>> BEGIN Provided data

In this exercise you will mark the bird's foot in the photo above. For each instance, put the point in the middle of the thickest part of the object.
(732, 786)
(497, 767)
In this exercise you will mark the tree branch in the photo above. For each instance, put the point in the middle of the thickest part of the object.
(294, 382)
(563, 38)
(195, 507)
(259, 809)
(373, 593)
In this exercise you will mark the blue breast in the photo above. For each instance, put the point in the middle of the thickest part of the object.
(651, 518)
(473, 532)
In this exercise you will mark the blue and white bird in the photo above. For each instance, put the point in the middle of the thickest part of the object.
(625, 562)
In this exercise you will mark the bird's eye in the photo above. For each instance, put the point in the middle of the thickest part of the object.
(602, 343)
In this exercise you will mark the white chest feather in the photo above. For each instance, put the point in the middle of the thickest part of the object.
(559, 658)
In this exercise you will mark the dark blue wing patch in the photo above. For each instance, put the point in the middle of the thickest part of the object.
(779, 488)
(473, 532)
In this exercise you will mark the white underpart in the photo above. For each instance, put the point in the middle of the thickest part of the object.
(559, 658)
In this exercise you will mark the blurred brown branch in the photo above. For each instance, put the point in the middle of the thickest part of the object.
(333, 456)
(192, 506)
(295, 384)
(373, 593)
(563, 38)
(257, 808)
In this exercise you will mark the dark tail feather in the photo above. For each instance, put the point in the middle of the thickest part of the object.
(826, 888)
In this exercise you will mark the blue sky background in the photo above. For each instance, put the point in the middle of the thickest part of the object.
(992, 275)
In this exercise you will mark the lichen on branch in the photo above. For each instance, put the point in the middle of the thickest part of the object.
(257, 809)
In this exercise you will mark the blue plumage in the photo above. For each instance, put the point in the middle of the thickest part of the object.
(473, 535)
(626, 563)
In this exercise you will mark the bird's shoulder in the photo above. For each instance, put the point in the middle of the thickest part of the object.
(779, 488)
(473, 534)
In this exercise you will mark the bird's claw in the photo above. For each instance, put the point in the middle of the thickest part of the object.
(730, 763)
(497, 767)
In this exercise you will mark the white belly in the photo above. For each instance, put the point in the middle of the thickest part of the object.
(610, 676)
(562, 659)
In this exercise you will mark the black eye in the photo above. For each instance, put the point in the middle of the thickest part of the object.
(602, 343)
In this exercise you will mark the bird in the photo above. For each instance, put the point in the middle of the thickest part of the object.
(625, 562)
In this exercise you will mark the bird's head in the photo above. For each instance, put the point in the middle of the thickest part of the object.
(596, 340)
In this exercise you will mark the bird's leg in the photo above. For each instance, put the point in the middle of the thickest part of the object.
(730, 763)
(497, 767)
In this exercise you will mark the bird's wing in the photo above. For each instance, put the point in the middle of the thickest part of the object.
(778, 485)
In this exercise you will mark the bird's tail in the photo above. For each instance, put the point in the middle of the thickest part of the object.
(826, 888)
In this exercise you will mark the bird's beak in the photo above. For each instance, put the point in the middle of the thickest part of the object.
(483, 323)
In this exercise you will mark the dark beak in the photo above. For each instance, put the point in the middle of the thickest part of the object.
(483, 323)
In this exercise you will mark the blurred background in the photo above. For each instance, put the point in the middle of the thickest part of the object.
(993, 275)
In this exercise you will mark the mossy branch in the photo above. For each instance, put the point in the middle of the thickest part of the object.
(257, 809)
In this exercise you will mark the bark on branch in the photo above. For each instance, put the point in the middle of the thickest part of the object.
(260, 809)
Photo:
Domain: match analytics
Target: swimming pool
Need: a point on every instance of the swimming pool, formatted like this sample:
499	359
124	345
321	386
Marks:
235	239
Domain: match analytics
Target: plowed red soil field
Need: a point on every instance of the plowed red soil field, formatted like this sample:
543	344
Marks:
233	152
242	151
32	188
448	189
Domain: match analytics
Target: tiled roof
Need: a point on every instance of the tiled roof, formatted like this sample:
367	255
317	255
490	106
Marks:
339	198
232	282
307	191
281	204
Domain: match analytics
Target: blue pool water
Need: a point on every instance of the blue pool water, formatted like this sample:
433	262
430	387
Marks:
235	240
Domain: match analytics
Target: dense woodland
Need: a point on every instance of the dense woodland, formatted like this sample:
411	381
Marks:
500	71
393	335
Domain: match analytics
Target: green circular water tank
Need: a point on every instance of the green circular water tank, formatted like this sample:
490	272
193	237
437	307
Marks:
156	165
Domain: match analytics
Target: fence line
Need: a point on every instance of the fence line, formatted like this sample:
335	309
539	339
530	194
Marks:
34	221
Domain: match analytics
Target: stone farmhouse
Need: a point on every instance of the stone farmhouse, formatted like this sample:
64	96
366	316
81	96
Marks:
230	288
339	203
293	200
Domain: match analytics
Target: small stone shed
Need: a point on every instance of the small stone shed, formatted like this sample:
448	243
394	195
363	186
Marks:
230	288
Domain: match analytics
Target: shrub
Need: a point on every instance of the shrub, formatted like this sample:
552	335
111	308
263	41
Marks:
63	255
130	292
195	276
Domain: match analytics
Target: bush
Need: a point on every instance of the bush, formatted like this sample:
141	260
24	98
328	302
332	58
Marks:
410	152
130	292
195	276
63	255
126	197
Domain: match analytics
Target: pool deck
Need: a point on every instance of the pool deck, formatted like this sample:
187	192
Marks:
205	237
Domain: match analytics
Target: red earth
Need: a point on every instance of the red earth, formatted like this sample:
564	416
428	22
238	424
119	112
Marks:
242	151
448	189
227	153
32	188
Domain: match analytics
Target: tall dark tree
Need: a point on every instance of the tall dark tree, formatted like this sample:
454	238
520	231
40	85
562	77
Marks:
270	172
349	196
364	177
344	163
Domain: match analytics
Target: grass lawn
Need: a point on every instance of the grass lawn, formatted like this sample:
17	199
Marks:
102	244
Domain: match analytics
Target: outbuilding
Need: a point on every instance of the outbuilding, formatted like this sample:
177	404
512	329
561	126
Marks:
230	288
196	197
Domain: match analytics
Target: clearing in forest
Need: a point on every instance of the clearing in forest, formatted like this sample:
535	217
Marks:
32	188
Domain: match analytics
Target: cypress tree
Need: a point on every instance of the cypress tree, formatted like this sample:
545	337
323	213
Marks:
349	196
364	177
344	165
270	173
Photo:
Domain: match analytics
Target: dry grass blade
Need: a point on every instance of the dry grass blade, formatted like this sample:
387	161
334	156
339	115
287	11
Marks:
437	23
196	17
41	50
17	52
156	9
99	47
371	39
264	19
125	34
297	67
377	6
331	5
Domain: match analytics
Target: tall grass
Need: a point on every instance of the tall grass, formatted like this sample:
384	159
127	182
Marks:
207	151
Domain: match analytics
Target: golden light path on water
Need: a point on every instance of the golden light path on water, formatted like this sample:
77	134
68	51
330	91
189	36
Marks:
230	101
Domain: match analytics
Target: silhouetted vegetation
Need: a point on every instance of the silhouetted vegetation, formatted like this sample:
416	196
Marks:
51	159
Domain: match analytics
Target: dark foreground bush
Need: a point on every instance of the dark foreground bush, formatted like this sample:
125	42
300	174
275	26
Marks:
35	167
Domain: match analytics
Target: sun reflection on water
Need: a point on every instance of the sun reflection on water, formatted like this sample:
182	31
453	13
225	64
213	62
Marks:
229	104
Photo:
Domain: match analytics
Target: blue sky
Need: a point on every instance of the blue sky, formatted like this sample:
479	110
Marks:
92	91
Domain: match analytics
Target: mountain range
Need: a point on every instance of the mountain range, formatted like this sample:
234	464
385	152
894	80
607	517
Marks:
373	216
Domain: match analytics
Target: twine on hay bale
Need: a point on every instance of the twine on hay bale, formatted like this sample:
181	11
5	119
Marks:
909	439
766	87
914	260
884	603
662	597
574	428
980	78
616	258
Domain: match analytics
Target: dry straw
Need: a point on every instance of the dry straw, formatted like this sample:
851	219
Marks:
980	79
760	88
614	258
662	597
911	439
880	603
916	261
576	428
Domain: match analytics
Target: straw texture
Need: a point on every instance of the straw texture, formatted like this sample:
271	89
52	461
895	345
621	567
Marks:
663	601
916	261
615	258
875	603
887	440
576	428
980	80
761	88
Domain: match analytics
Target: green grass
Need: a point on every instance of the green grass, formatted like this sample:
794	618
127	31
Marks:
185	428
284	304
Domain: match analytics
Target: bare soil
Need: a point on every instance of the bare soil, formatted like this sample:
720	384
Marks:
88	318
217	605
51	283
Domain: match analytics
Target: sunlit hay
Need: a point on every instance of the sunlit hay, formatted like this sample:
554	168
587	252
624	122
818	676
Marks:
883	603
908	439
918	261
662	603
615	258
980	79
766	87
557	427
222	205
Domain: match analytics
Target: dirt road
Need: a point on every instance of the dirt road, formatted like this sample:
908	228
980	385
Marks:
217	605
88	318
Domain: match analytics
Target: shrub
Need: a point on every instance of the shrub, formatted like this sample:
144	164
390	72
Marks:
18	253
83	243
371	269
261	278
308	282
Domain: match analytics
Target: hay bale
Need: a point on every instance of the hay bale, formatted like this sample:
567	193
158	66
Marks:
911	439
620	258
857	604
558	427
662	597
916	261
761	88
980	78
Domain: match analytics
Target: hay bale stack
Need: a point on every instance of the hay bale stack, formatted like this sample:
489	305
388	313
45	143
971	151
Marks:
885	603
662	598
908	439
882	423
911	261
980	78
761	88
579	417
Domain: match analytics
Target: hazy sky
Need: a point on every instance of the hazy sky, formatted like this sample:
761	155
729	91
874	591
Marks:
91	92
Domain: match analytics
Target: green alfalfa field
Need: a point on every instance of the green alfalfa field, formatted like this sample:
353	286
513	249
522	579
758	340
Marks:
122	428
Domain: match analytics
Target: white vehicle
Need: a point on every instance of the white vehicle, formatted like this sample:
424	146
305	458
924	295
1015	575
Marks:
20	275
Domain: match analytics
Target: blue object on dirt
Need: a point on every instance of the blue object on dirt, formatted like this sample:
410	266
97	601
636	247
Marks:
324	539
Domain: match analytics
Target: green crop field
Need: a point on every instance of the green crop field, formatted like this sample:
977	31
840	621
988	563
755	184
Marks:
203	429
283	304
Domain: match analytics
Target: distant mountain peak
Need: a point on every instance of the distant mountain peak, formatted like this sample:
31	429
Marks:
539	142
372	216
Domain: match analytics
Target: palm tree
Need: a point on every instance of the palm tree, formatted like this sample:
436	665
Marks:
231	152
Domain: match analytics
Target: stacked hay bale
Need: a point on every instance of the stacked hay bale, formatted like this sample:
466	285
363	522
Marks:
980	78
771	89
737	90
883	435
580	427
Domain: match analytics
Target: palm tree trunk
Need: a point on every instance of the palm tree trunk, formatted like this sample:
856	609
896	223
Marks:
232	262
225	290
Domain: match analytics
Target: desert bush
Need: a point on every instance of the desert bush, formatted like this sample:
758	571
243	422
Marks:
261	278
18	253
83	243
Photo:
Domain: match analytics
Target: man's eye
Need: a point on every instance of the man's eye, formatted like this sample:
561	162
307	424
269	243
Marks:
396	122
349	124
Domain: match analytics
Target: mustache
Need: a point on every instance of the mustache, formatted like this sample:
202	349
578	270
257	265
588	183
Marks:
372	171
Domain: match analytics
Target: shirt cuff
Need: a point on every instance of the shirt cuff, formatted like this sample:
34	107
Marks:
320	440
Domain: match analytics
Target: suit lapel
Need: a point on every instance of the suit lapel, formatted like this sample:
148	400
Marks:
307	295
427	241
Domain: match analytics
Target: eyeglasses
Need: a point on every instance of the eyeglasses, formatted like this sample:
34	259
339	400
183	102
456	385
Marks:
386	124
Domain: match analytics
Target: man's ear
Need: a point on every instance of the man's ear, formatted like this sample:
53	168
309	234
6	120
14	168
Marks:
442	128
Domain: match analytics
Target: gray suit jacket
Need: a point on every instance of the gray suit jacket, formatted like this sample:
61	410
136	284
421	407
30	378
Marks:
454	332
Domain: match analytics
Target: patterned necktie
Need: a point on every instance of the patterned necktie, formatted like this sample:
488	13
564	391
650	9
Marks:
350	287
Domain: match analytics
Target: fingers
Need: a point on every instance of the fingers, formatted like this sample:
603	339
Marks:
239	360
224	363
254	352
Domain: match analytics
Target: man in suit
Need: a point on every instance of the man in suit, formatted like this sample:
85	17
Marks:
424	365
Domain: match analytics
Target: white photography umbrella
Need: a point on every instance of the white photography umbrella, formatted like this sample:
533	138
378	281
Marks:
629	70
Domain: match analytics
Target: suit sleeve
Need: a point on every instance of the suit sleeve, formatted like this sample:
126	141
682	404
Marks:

>> END Provided data

*Stated goal*:
Gather every line of the material above that contains the word "gray" and copy each one out.

*Written response*:
Target: gray suit jacket
Need: a point on every instance of the gray suit jacket, formatted like this sample:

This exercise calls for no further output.